**Lesetext:**
┄┄┄┄┄┄
Der Wunsch, im Buch der Bücher einen Platz zu bekommen, spornt immer mehr Menschen zu Höchstleistungen an. Dabei gibt es weder Preisgelder noch Pokale zu gewinnen, auch der finanzielle und zeitliche Aufwand wird den Kandidaten nicht abgegolten. Dafür ist immerhin der Eintrag in das begehrte Buch kostenlos.

Jedes Jahr erhält die Guinness World Records Company in London 65.000 Anfragen von Rekordjägern, die im Guinness-Buch verewigt werden wollen. Viele von ihnen erreichen ihr Ziel mit mehr als kuriosen Leistungen und oft unter enormem Aufwand. Der Australier Les Stewart etwa schaffte mit der Hartnäckigkeit eines Besessenen einen bisher von niemand versuchten Weltrekord: Er tippte die Zahlen von eins bis eine Million auf einer mechanischen Schreibmaschine in Worten auf Papier. Stewart begann damit im Jahr 1982 und vollendete sein 19.990 Seiten umfassendes Werk 16 Jahre und sieben Monate später am 7. Dezember 1998. Für seinen Rekord verbrauchte er sie ben Schreibmaschinen, 1.000 Farbbänder und 20.000 Blatt A4-Papier. Die Motivation des zähen Polizeibeamten: Nach einer schweren Gehirnhautentzündung verlor Stewart seinen Job. Er war teilweise gelähmt und konnte nur noch mit einem Finger auf der Schreibmaschine tippen. So begann er an dem Weltrekordprojekt zu arbeiten. Um eine Seite zu beenden, benötigte Stewart zwei Stunden, jeden Tag schaffte er durchschnittlich drei Seiten. Am letzten Tag des Tippmarathons füllten Journalisten und Fernsehteams Stewarts Wohnzimmer, um beim Finale dabei zu sein und live zu berichten, wie er die letzten Worte tippte: "Nine hundred and ninety-nine thousand, nine hundred and ninty-nine. One million!" Der Rekord war geschafft. "Das einzige, was mich die letzten Monate beschäftigte, war, das Ziel zu erreichen. Ich war so überzeugt, dass ich es schaffen würde, ich musste nur in Schwung bleiben." Sein Rekord, der zu den 50 kuriosesten Rekorden der Welt zählt, verhalf Stewart zu unzähligen Auftritten in der Öffentlichkeit. Andere Rekordhalter nehmen ihr Leben lang körperliche Einschränkungen in Kauf, bloß um Mitglied der Guinness-Gemeinde zu werden. Die Amerikanerin Lee Redmond ließ ihre Fingernägel auf die Gesamtlänge von 7,51 Metern wachsen und ist seitdem gern gesehner Gast in TV-Shows.
┄┄┄┄┄┄
**Datensätze:**
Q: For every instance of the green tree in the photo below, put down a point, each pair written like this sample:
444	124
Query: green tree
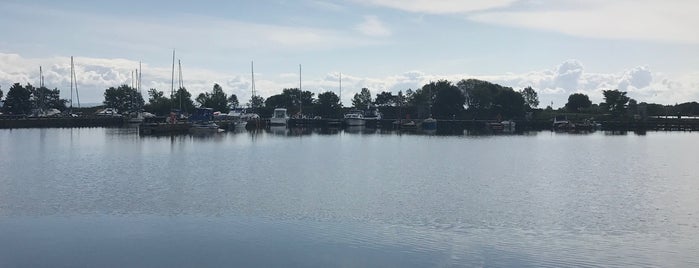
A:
124	98
509	103
158	103
385	98
362	99
401	99
448	99
256	102
290	98
45	98
219	100
531	98
233	101
487	98
18	100
328	104
216	100
278	101
616	101
578	102
183	100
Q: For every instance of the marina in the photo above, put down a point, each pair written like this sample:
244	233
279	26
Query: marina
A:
249	198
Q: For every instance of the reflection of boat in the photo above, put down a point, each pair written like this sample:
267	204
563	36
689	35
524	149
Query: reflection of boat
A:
354	129
561	123
278	130
508	126
354	118
406	124
202	121
279	117
429	124
204	127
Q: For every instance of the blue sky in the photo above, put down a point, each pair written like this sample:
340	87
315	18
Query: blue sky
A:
648	48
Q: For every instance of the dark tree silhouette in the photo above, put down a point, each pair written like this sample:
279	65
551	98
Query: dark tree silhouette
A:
577	102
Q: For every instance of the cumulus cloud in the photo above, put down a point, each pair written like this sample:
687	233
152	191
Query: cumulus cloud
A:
639	77
439	7
657	20
554	84
372	26
568	75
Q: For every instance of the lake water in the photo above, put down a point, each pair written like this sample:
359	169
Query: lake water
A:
107	197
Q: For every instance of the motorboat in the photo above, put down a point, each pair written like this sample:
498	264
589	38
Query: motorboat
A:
202	121
508	126
429	124
354	118
279	117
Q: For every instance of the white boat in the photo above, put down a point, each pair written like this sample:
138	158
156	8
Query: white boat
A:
354	119
561	123
508	126
204	127
429	124
279	117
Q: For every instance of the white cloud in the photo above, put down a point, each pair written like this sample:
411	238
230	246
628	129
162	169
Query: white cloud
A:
554	84
656	20
372	26
439	6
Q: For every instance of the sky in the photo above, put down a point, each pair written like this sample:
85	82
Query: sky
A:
648	48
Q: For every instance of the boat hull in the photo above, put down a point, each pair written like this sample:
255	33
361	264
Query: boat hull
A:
355	122
278	121
429	124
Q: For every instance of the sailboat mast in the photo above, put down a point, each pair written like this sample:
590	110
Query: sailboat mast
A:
71	84
140	75
300	91
172	87
252	71
77	94
41	88
180	82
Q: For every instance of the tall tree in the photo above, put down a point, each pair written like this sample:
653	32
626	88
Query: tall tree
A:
291	99
616	101
491	99
362	99
183	99
256	102
158	103
18	100
216	100
328	104
124	98
219	100
448	99
577	102
45	98
385	98
531	98
233	101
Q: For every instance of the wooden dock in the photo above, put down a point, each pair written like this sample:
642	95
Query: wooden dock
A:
60	122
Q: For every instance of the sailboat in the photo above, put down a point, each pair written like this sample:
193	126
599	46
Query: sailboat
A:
429	123
73	81
137	117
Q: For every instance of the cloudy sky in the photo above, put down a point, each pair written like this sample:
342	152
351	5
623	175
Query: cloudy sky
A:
649	48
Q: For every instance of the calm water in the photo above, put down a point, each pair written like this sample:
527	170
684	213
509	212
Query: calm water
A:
100	197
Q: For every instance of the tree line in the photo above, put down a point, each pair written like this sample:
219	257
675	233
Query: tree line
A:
466	99
27	99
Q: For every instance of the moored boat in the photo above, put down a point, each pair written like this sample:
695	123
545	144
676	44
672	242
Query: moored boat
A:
279	117
354	118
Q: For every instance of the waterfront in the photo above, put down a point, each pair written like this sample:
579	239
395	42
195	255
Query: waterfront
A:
109	197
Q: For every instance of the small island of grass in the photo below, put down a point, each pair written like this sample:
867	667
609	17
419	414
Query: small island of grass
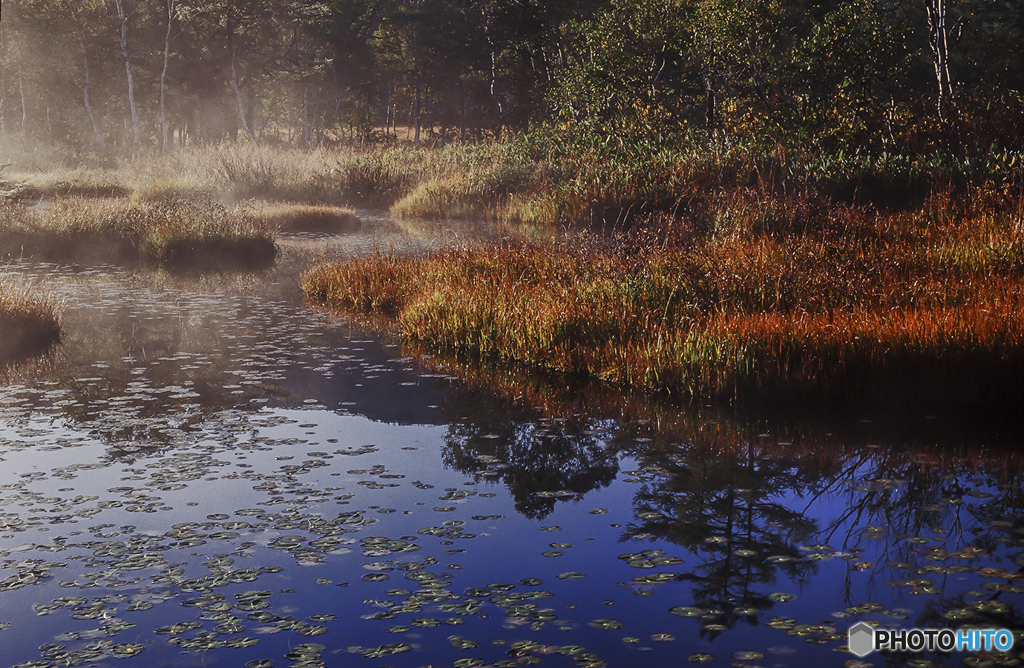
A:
28	326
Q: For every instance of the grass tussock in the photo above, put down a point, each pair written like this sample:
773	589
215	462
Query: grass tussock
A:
184	235
773	298
29	325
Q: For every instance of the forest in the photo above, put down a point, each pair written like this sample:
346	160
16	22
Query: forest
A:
817	197
847	80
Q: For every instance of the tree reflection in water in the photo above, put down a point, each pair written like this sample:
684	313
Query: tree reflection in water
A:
728	509
540	460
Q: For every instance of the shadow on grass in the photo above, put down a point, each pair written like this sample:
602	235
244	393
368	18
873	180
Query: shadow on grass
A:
26	335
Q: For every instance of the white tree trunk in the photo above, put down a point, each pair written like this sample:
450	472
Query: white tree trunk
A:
938	40
163	78
131	81
238	95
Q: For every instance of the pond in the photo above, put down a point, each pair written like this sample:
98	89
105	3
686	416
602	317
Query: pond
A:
210	473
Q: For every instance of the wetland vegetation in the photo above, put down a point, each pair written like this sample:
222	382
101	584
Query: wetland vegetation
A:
570	332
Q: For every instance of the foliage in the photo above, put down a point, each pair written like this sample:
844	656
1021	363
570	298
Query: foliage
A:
780	295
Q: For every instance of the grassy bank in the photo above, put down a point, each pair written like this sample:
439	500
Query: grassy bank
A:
774	296
179	234
541	178
28	326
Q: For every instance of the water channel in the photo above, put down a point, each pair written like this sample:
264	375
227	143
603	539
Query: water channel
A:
208	472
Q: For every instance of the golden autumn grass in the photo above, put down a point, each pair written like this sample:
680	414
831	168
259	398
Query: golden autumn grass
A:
777	297
193	235
28	325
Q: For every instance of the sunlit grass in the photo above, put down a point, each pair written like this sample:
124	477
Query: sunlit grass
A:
845	303
177	234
┄┄┄┄┄┄
**Aufgaben:**
a – Schreiben Sie aus dem Lesetext den Abschnitt ab, der bei "Der Wunsch, im" beginnt und bei "begehrte Buch kostenlos." endet.
b – Wie viele Anfragen von Rekordjägern erhält die Guinness World Records Company laut dem Lesetext jedes Jahr?

**Lösungen:**
a –
Der Wunsch, im Buch der Bücher einen Platz zu bekommen, spornt immer mehr Menschen zu Höchstleistungen an. Dabei gibt es weder Preisgelder noch Pokale zu gewinnen, auch der finanzielle und zeitliche Aufwand wird den Kandidaten nicht abgegolten. Dafür ist immerhin der Eintrag in das begehrte Buch kostenlos.

b – Sie erhält jedes Jahr 65.000 Anfragen von Rekordjägern.